# DOCUMENT start

A new day comes with a new dawn. With the announcement of director Matt Reeves dropping out of The Twilight Zone remake and signing on to direct Dawn of the Planet of the Apes, Twentieth Century Fox has brought on screenwriter Mark Bomback to tailor the script to Reeves’ strengths.

THR is reporting that Bomback will be brought on to the Apes project to do a pass on the script before the film goes into production. Bomback, whose writing credits include Live Free or Die Hard and Len Wiseman’s Total Recall remake, will rewrite the original script by Amanda Silver and Rick Jaffa, who also wrote the script for The Rise of the Planet of the Apes in 2011.

Matt Reeves was brought onto Dawn of the Planet of the Apes when Twentieth Century Fox decided to get the sequel on track as quickly as possible. The director of the previous film, Rupert Wyatt, walked away to direct the film Agent 13 starring Charlize Theron. [The writer of that movie, T.S. Nowlin, wrote another sci-fi script that Tom Cruise may star in. - Ed.] Reeves is an inspired choice and has proven himself as a more than capable director with his recent films, Cloverfield in 2008 and Let Me In, the American remake of the popular Swedish horror film Let the Right One In, in 2010. There is no doubt Reeves will elevate the material to make a worthy sequel.

# DOCUMENT end
# DATA EXTRACT start

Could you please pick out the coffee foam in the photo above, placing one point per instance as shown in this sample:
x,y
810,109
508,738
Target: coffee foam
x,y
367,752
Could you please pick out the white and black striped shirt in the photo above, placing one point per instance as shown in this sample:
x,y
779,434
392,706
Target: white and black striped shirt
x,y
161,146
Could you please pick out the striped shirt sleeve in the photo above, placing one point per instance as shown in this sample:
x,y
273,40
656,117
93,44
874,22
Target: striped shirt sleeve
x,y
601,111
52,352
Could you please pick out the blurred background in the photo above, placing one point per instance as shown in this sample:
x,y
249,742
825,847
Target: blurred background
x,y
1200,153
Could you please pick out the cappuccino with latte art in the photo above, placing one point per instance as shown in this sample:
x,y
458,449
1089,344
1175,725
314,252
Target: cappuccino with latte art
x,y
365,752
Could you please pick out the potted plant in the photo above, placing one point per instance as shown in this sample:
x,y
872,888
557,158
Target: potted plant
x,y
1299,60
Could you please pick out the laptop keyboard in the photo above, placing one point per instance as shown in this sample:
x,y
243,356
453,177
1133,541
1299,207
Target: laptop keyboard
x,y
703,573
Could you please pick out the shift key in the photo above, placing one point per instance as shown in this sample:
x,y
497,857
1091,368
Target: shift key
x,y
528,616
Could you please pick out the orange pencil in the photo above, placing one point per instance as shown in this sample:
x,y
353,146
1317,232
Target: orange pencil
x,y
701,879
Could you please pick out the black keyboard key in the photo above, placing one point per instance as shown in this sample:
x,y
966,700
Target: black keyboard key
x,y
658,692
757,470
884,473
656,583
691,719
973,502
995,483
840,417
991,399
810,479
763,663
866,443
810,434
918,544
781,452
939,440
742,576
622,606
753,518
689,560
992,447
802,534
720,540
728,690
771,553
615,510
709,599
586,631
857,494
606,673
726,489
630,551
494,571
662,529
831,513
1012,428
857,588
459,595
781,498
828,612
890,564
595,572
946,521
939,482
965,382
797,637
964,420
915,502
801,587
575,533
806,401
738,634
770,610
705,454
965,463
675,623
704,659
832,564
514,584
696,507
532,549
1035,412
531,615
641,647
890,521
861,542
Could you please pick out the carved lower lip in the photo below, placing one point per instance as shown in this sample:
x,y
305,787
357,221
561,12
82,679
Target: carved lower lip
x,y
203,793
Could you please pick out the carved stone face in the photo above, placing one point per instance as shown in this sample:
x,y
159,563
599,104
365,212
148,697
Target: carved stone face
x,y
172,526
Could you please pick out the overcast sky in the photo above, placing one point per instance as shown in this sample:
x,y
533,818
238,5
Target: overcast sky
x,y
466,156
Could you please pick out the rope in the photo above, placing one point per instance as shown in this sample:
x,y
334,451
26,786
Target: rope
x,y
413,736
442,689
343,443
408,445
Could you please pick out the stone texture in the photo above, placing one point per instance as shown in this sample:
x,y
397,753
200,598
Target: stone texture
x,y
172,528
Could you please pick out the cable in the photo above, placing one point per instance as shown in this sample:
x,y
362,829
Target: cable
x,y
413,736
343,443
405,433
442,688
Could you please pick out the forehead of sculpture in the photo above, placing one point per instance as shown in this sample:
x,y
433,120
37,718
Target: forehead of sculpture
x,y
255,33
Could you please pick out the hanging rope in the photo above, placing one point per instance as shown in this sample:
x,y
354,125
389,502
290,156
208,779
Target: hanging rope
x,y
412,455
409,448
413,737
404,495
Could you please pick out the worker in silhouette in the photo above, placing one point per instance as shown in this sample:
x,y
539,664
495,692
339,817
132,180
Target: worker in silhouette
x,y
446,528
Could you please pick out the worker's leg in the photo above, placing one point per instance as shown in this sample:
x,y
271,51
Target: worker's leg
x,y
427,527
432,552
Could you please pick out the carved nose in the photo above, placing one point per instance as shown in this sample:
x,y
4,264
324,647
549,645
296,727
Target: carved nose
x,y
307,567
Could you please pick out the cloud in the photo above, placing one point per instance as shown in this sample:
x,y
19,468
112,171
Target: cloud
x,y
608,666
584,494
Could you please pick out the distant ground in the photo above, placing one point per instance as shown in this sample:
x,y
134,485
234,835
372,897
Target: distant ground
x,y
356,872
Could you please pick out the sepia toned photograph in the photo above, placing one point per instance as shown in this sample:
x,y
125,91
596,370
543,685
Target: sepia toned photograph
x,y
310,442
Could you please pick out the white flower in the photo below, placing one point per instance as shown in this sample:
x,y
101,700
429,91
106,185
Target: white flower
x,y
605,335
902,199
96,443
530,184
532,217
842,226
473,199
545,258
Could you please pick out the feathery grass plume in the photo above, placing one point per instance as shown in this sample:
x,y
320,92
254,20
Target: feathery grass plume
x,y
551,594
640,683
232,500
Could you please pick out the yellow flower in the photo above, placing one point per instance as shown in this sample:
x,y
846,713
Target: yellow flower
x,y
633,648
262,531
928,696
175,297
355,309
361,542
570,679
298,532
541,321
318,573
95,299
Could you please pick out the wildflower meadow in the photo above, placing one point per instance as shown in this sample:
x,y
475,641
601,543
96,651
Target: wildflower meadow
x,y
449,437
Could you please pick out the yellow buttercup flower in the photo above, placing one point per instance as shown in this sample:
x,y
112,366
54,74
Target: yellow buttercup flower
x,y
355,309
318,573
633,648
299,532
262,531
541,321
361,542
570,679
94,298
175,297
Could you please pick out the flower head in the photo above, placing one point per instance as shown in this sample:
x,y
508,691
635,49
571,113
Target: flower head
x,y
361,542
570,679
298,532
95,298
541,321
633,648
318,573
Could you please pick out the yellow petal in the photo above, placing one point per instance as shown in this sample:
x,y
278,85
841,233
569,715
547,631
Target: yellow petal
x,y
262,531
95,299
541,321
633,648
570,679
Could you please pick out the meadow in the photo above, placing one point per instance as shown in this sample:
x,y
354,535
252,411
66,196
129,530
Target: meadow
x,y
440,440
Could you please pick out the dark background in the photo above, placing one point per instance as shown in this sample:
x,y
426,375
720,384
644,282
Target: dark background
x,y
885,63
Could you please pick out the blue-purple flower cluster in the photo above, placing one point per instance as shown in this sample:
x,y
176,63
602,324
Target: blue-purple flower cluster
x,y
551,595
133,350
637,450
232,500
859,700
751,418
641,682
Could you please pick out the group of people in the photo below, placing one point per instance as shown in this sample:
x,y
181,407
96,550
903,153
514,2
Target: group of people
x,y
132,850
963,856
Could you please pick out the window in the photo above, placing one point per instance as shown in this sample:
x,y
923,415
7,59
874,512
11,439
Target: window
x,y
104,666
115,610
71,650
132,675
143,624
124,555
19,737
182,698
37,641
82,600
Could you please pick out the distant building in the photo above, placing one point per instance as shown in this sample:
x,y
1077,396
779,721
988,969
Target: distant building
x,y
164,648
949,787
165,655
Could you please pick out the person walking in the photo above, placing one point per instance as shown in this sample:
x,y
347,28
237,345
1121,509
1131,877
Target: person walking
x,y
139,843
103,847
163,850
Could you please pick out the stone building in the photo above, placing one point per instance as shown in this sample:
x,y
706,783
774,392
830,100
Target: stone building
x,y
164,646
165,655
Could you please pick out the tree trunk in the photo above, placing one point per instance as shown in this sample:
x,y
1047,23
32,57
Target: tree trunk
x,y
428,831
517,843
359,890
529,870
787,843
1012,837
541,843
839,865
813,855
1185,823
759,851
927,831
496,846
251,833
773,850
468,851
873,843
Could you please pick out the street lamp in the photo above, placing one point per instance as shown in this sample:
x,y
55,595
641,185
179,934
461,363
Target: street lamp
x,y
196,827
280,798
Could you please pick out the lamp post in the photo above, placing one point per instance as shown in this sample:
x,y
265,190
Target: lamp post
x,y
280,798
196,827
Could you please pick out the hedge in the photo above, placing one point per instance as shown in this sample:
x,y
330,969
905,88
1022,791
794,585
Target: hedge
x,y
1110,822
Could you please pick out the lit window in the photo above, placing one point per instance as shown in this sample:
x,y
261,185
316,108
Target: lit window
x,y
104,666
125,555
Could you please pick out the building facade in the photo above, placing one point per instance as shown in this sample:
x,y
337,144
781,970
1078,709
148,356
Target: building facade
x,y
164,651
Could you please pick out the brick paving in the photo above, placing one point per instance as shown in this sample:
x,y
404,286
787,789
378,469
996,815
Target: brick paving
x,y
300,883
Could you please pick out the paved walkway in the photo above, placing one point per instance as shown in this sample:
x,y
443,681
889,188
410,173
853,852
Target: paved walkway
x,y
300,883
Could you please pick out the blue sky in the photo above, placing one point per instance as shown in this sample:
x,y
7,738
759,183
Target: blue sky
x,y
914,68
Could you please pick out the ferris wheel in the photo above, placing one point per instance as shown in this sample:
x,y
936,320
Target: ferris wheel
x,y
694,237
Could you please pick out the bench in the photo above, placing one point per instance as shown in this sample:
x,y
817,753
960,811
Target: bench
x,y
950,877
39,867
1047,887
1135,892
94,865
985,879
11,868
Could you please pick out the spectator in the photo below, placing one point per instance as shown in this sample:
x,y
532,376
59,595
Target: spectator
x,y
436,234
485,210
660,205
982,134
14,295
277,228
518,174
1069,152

# DATA EXTRACT end

— OBJECTIVE —
According to the article, who wrote the original script that Mark Bomback will rewrite?

— ANSWER TO THE TASK —
Amanda Silver and Rick Jaffa